- _PROBLEM STATEMENT_: Each line below that includes the word "running" is to be reported.

BEGIN GIVEN ENTRIES

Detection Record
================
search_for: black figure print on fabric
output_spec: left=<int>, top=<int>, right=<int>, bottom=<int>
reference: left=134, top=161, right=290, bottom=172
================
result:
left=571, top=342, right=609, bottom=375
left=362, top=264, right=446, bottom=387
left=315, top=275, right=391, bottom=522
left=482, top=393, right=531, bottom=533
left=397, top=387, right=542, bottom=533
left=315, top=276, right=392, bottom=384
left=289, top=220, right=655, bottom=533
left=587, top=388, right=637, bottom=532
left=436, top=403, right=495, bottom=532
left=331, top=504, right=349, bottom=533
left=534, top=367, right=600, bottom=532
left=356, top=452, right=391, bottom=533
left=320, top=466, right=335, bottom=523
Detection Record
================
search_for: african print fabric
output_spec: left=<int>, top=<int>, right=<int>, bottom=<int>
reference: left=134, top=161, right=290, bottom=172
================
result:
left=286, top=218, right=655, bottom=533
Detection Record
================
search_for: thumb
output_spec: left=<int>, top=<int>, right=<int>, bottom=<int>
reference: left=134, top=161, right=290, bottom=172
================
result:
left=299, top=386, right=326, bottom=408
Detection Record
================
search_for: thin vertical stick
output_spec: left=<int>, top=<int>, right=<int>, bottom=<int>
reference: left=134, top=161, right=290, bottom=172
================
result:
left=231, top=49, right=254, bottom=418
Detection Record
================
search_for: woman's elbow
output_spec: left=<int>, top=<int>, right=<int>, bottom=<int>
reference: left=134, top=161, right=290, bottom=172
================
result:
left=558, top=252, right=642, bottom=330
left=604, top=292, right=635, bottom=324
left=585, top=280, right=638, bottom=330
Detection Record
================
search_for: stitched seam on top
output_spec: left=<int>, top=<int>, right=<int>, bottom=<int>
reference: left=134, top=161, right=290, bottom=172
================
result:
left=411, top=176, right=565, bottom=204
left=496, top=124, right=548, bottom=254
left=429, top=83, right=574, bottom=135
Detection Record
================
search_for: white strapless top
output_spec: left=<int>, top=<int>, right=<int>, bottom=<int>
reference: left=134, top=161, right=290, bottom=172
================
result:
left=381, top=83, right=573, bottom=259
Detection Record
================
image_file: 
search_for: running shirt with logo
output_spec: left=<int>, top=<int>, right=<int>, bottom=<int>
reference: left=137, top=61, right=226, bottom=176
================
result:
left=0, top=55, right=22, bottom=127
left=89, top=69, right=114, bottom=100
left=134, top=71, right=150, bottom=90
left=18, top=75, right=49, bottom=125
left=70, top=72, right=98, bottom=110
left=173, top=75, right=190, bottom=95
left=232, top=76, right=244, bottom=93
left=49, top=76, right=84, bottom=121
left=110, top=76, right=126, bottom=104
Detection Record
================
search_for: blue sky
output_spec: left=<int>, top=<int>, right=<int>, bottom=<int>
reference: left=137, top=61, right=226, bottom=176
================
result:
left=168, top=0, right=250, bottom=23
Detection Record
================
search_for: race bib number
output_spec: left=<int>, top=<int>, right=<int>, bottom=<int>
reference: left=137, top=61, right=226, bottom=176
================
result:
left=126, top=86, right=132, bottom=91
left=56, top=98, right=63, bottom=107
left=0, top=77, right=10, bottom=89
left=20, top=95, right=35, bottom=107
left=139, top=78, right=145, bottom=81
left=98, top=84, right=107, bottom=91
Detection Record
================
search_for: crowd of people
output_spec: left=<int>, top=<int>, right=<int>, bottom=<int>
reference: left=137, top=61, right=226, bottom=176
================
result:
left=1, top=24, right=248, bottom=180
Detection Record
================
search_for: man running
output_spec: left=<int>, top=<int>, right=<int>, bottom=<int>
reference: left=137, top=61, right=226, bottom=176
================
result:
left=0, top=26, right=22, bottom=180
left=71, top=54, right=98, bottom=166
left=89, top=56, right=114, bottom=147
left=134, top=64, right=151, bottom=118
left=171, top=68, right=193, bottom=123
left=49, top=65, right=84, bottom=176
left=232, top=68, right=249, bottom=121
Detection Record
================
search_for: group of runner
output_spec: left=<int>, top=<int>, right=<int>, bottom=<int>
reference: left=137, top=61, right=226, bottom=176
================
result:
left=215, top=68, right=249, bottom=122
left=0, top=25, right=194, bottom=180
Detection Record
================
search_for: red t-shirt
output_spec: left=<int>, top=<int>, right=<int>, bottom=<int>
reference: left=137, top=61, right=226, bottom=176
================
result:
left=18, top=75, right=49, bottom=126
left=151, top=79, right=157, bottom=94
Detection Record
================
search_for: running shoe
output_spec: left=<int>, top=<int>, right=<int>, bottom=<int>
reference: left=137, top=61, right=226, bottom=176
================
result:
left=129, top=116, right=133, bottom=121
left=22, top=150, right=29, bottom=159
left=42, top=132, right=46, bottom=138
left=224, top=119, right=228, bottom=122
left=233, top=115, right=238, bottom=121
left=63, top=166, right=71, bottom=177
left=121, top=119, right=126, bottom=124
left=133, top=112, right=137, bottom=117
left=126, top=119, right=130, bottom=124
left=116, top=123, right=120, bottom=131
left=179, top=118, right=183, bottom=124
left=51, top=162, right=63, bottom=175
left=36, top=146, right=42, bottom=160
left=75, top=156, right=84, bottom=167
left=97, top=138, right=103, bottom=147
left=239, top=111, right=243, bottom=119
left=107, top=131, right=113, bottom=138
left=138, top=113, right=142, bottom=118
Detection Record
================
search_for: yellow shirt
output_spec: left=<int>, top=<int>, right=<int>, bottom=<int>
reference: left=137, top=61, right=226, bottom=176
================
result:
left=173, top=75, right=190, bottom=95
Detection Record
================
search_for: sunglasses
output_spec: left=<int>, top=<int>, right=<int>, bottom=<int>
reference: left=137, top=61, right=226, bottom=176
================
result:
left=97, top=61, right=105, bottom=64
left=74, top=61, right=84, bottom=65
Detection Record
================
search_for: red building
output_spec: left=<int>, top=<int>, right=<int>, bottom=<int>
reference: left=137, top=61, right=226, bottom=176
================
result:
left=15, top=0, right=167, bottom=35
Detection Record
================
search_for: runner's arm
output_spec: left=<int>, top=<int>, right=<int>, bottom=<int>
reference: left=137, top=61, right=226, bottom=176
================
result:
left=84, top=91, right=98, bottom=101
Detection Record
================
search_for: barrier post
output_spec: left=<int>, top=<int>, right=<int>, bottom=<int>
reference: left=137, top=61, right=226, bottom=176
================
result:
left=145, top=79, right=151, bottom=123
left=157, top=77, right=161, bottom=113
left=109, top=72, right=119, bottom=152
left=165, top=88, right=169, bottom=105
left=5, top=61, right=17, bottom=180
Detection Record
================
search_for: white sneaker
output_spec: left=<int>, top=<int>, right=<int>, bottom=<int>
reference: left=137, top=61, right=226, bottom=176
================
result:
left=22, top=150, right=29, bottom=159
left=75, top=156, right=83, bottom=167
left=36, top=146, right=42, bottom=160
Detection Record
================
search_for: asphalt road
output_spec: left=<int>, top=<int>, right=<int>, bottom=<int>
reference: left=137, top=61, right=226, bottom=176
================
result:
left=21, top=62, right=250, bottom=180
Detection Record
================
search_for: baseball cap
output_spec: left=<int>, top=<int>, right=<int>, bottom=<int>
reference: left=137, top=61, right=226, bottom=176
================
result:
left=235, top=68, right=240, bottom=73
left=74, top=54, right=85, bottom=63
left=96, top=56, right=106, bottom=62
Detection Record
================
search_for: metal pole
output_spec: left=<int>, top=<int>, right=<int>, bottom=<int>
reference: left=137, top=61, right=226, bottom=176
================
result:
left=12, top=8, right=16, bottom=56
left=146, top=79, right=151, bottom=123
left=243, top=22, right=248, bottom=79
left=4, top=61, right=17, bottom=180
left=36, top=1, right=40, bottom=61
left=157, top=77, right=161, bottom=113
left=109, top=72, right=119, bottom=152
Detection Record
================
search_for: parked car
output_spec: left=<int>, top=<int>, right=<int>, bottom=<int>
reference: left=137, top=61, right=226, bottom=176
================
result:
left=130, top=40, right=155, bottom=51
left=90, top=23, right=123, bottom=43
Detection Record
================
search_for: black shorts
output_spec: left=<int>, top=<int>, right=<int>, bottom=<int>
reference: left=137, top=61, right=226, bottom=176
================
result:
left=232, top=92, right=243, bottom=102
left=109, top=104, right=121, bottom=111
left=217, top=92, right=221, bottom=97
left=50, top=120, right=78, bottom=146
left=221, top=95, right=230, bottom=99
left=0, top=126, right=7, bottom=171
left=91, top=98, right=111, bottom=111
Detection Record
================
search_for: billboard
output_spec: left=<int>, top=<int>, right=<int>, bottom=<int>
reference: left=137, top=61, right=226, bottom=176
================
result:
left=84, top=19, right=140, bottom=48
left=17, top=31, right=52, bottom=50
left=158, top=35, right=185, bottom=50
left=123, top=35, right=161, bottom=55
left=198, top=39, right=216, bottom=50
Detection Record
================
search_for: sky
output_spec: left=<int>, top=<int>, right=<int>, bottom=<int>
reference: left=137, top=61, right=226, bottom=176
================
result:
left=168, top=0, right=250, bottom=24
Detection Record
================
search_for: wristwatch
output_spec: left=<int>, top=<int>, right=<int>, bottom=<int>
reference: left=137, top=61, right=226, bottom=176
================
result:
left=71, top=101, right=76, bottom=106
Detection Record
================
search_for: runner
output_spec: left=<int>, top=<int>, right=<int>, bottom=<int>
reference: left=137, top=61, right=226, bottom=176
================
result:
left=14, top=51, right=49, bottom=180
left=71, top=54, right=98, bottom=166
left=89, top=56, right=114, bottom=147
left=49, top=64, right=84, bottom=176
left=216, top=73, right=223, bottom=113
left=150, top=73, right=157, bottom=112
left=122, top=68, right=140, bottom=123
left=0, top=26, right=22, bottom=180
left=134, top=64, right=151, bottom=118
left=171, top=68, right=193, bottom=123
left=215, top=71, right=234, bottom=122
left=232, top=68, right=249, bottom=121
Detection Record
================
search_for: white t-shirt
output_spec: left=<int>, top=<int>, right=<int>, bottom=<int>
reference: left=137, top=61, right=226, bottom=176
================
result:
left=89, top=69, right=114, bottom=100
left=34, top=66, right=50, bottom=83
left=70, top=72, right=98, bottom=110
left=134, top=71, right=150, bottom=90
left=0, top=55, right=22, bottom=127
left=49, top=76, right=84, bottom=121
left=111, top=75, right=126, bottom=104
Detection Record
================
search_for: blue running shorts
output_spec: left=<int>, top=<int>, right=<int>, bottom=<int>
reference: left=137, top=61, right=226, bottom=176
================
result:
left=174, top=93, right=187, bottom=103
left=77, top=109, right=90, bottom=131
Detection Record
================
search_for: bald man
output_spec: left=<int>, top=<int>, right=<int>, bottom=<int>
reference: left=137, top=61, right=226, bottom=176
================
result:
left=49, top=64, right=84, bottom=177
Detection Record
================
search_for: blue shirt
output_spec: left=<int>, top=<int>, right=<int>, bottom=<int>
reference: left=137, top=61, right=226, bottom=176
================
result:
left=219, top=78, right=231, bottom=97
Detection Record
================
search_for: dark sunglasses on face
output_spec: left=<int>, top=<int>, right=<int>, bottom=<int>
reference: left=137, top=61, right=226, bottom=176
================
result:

END GIVEN ENTRIES

- _TASK SOLUTION_:
search_for: running shirt with logo
search_for: man running
search_for: running shoe
search_for: blue running shorts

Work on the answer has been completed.